**Activity:**
Only the lines from the line holding "of the rocky" through the final line of the entries below are to be returned, exactly as they stand.

[Referring expression pointing data]
┄┄┄┄┄┄┄┄┄┄┄┄┄┄┄┄┄┄┄┄

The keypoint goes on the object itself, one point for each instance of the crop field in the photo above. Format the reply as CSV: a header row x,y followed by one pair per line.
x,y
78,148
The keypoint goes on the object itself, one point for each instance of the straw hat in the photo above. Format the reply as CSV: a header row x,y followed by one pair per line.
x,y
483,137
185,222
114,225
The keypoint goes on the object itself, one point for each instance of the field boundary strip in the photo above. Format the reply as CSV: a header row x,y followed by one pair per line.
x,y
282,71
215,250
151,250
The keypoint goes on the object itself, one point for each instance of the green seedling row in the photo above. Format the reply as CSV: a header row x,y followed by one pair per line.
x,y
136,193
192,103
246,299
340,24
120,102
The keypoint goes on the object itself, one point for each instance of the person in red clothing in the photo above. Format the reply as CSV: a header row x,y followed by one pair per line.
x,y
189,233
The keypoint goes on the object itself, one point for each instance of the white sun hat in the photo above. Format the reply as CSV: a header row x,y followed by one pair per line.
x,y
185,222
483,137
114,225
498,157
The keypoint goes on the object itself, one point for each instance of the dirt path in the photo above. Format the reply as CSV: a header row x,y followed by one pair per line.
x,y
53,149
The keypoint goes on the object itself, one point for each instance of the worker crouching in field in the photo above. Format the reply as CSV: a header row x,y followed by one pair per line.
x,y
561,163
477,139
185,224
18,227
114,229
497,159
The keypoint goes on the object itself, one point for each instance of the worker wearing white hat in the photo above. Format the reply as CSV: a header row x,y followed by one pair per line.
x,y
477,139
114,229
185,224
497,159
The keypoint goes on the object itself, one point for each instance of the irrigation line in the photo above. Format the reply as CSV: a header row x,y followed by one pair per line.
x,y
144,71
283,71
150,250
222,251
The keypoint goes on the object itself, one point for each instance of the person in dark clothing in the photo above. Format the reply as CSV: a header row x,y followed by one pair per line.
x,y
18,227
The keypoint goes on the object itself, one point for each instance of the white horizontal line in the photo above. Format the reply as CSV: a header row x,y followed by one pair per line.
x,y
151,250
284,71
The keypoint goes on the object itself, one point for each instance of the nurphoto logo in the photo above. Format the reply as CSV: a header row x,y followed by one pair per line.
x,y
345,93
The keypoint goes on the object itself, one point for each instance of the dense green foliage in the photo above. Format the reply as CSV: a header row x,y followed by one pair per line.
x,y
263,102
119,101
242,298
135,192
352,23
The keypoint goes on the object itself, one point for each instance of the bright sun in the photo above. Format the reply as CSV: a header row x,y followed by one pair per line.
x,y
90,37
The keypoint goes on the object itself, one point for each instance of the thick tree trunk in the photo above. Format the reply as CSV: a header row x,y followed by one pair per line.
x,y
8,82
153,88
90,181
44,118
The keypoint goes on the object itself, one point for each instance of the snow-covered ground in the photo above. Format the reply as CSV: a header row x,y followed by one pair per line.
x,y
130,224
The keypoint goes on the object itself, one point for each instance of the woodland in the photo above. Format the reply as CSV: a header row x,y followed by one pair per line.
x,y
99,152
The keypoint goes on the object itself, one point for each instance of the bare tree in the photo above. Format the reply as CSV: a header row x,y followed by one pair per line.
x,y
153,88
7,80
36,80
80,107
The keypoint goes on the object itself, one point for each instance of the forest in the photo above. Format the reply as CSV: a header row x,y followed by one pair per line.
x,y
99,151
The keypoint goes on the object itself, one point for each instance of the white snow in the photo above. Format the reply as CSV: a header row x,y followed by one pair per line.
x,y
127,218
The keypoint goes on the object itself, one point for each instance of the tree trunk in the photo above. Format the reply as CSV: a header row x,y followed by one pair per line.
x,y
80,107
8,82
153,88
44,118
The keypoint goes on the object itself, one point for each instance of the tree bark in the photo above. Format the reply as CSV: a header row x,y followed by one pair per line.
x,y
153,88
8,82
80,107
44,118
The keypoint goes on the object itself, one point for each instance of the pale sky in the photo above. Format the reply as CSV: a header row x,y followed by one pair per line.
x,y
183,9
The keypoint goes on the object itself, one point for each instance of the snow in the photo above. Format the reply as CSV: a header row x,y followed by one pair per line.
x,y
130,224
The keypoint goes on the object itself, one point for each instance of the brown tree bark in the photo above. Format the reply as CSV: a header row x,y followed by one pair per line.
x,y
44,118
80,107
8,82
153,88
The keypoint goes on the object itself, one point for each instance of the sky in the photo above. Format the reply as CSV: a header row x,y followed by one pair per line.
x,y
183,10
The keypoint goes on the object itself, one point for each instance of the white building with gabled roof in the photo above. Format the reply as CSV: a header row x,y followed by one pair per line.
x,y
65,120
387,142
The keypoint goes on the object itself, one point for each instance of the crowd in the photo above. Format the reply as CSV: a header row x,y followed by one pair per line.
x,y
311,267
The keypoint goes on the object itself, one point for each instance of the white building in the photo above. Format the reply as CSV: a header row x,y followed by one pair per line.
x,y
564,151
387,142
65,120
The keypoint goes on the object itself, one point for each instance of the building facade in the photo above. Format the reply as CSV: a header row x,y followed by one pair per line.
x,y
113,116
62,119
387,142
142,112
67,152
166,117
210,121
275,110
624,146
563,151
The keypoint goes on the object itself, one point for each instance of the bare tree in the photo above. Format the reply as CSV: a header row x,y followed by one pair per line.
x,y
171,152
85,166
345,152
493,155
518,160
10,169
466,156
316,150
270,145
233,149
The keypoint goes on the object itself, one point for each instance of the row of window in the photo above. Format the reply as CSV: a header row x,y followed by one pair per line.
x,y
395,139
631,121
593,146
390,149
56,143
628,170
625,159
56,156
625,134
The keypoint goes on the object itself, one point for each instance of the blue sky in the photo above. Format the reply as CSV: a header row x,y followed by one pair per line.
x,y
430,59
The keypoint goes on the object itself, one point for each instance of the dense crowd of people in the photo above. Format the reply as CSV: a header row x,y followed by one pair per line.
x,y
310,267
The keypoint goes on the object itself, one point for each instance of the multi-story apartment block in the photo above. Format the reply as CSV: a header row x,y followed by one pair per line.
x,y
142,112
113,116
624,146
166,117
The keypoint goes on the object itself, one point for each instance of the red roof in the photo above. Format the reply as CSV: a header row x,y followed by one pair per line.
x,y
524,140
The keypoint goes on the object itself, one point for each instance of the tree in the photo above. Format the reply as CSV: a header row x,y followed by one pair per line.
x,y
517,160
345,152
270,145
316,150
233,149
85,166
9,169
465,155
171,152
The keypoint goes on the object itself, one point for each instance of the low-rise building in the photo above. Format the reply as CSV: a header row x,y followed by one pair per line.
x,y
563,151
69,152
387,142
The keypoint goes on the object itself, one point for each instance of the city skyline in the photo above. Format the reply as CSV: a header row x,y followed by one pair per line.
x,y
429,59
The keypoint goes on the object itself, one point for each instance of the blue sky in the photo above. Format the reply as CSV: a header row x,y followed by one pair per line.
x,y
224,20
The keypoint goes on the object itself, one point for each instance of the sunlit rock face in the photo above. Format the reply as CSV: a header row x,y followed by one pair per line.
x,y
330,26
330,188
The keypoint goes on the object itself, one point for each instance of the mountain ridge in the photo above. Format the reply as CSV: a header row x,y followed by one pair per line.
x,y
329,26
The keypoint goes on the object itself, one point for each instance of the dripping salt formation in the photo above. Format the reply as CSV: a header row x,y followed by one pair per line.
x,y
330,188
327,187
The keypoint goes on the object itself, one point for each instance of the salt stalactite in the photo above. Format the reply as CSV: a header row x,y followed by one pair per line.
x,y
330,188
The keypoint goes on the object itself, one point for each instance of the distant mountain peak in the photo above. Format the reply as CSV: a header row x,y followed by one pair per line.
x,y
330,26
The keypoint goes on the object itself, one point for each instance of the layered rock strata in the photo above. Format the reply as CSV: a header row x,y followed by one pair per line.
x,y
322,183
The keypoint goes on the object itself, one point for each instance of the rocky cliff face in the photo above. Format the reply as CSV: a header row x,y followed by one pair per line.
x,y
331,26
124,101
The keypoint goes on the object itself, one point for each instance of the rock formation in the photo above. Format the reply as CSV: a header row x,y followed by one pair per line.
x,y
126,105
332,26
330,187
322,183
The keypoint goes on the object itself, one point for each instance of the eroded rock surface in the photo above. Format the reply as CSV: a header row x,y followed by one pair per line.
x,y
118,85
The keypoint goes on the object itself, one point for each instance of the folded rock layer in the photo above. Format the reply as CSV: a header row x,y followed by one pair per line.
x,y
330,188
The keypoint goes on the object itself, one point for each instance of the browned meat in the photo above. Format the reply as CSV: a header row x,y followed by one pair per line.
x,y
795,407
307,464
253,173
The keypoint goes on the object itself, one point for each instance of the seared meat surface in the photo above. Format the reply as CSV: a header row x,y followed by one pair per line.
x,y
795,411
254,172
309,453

┄┄┄┄┄┄┄┄┄┄┄┄┄┄┄┄┄┄┄┄

**Solved problem:**
The keypoint goes on the object itself, one point for each instance of the rocky cliff face in the photo above. Format the reply as CSV: a header row x,y followed by one pair per line.
x,y
331,26
124,101
The keypoint goes on the object itself, one point for each instance of the rock formation in the photo above. Format the reply as CSV: a header row x,y followed by one pair per line.
x,y
126,105
332,26
330,187
322,183
The keypoint goes on the object itself, one point for each instance of the eroded rock surface in the photo above. Format the reply as CSV: a header row x,y followed by one pair per line.
x,y
118,85
The keypoint goes on the object itself, one point for each instance of the folded rock layer in the photo above. Format the reply as CSV: a header row x,y followed by one pair per line.
x,y
330,188
The keypoint goes on the object itself, one point for each instance of the browned meat in the photo above. Format the reply as CSV: a header row x,y followed by one pair per line.
x,y
795,407
307,464
253,173
The keypoint goes on the object itself, one point for each instance of the seared meat surface in the photo above. Format the reply as CSV: a header row x,y followed by one pair per line.
x,y
795,411
254,172
309,453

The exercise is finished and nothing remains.